What needs to be done:
Check the records below line by line, and report how many lines include the string "sleeveless". No other words are needed.
(Records provided begins)
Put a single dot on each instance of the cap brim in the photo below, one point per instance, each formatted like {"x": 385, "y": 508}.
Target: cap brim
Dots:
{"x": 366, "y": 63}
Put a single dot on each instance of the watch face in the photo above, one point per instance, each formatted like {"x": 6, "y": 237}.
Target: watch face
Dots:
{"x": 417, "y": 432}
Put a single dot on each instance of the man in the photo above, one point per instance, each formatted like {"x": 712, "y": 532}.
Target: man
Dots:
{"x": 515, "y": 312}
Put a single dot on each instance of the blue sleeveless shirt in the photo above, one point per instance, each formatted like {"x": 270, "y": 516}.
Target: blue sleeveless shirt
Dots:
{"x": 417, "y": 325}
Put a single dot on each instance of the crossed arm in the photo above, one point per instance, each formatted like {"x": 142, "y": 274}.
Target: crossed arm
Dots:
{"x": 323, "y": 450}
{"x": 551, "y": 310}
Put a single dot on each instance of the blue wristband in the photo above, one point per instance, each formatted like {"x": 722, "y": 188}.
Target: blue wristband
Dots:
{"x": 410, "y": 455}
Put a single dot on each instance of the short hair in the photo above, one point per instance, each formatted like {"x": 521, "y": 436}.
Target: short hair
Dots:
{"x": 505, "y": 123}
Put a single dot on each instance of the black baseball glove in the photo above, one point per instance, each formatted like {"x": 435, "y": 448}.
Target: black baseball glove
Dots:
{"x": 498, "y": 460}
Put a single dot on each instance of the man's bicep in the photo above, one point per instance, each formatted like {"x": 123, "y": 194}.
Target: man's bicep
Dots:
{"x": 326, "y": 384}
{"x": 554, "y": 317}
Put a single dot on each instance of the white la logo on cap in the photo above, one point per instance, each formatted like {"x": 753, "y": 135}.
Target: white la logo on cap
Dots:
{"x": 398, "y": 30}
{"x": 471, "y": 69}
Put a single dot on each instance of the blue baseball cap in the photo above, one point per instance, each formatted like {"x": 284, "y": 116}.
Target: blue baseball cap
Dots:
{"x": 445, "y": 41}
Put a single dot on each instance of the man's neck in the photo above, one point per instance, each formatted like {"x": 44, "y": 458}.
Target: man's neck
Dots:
(Records provided ends)
Answer box:
2